-- Stored data start --

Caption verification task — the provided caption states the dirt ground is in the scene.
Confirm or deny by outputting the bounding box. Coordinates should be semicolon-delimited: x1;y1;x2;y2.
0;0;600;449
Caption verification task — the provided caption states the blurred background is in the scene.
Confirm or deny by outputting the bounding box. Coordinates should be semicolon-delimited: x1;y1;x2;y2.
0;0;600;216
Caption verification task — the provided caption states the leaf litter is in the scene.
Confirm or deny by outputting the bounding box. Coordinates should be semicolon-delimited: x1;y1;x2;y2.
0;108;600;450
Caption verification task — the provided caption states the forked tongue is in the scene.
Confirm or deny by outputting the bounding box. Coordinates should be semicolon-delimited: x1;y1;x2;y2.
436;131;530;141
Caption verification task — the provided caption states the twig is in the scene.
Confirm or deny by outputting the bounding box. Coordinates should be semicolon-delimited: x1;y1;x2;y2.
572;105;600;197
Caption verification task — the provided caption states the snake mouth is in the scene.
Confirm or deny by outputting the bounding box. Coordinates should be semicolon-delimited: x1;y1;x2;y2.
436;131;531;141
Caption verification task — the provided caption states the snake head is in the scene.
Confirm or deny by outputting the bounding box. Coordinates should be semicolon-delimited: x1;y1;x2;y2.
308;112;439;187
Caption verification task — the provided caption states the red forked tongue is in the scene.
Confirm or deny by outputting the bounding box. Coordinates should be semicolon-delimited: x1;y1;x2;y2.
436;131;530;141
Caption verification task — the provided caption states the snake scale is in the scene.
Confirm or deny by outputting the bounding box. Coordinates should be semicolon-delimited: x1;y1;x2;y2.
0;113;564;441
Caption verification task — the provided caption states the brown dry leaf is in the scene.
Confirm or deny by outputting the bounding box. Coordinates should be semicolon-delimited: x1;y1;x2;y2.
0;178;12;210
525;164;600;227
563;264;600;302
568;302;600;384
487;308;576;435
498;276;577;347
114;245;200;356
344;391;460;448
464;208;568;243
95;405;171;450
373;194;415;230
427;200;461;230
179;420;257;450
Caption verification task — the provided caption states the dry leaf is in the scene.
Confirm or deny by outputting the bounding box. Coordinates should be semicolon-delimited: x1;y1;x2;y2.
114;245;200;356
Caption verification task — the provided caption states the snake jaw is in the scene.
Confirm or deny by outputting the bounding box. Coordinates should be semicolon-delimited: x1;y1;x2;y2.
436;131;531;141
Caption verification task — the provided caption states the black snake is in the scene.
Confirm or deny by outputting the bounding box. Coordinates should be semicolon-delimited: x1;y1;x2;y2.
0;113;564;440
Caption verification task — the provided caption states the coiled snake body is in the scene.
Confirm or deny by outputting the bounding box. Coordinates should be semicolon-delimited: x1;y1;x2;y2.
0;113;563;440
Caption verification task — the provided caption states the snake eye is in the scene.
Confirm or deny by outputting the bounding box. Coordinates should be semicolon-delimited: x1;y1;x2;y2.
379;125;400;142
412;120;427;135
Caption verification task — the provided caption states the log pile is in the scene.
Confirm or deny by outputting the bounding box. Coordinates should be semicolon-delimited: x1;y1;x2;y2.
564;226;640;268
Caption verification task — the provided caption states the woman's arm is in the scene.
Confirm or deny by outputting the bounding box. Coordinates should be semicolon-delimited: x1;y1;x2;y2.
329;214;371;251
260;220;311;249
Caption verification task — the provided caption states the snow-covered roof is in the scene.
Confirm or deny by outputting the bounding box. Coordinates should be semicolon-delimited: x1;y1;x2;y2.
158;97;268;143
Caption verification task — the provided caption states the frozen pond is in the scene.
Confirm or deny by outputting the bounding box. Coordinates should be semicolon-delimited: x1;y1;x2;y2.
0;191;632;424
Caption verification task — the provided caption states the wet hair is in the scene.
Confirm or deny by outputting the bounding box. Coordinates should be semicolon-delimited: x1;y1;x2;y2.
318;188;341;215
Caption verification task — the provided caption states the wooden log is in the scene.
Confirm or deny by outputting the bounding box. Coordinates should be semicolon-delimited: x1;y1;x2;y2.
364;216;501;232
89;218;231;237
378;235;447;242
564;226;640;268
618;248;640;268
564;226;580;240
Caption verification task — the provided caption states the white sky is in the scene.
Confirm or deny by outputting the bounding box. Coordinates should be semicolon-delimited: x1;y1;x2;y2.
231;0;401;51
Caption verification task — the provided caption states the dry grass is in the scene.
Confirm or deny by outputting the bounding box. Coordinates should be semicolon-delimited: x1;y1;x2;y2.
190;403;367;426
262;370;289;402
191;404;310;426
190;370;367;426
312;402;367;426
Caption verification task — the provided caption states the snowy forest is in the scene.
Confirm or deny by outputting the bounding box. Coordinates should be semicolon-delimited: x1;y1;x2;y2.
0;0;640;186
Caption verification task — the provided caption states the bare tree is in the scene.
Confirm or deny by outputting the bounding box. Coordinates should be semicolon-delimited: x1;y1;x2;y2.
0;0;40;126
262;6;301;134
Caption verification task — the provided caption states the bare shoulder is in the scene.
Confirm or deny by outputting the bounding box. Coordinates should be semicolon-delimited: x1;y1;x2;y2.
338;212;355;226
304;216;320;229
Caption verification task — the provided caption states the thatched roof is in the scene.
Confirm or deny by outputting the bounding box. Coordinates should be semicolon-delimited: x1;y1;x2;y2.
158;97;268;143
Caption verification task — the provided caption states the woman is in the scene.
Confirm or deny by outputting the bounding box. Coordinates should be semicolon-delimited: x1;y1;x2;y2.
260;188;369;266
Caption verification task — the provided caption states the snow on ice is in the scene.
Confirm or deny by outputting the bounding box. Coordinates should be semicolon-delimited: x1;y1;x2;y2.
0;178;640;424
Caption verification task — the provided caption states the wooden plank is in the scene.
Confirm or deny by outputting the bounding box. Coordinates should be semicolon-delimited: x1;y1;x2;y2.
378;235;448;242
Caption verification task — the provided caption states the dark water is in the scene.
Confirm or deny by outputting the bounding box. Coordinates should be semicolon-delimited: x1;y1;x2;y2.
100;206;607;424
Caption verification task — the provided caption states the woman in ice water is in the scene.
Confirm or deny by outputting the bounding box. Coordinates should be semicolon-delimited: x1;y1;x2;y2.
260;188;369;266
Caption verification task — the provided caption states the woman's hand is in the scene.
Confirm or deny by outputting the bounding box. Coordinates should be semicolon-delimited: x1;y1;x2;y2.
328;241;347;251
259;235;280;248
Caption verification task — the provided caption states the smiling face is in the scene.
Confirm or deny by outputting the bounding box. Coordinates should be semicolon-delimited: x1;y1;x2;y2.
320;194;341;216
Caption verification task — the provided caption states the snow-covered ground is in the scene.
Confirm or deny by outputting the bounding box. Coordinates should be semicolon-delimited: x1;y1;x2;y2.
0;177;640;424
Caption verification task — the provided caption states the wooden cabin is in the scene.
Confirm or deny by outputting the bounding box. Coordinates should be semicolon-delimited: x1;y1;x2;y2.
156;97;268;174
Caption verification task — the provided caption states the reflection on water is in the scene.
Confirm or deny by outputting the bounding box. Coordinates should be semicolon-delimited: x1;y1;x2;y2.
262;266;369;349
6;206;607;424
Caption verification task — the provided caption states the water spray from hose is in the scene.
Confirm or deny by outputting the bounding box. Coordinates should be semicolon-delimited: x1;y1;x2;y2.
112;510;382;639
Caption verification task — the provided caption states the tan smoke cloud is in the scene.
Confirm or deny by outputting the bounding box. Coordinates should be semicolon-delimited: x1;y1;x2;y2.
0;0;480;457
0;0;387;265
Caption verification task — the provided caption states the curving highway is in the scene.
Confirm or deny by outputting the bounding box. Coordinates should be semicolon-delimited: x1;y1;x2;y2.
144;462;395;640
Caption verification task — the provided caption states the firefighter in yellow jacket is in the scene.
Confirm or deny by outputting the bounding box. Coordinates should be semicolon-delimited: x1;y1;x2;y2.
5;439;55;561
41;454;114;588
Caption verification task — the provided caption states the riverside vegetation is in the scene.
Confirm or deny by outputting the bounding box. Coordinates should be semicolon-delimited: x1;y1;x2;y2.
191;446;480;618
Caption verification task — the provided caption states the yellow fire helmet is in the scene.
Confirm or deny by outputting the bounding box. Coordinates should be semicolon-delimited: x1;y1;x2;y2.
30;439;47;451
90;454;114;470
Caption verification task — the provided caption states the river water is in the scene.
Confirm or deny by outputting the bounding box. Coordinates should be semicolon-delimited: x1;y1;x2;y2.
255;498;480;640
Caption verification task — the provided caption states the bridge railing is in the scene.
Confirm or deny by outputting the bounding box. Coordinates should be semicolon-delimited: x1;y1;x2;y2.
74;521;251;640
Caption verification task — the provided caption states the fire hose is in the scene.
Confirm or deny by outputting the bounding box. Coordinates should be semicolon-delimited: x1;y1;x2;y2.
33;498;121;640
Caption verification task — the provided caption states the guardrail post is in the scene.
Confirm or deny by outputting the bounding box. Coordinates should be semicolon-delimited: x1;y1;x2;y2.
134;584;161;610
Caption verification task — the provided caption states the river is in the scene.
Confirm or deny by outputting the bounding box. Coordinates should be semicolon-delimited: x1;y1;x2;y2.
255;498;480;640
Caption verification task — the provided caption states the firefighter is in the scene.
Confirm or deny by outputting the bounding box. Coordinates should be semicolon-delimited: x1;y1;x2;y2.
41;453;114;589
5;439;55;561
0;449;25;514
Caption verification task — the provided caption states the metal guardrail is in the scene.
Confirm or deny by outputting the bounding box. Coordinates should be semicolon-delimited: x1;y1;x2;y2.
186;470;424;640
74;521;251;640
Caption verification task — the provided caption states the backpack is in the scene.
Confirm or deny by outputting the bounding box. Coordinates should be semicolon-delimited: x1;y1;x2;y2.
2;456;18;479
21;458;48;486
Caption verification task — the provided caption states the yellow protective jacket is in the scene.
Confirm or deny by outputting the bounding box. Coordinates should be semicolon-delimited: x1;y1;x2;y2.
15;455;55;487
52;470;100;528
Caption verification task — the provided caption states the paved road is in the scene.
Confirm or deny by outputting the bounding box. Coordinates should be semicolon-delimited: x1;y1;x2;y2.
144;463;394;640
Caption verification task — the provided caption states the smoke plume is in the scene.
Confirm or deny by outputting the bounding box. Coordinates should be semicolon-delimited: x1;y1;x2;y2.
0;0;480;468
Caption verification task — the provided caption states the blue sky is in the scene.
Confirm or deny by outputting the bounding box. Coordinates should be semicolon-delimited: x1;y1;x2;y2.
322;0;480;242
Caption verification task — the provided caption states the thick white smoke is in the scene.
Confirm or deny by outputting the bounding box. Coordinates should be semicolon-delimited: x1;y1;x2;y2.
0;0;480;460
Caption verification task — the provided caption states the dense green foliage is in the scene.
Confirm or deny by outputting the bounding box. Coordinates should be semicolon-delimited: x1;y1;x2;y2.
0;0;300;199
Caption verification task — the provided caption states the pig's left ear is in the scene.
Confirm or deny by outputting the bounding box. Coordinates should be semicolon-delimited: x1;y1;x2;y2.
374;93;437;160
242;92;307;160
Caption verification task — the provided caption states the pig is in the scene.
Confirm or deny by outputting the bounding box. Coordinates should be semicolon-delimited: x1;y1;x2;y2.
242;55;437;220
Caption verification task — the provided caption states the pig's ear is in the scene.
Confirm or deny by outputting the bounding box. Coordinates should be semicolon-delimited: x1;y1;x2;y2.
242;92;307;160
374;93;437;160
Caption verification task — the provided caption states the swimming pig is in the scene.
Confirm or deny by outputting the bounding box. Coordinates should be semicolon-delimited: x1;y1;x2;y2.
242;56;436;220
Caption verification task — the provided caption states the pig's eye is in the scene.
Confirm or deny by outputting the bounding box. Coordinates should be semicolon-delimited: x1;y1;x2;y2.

-- Stored data end --

- _Task details_: Collect every line in the material above that contains the string "guardrail", matching case exactly.

- _The solution_:
Caption verification task — the provided caption states the guardrail post is in the scene.
Caption verification task — the provided caption states the metal guardrail is in the scene.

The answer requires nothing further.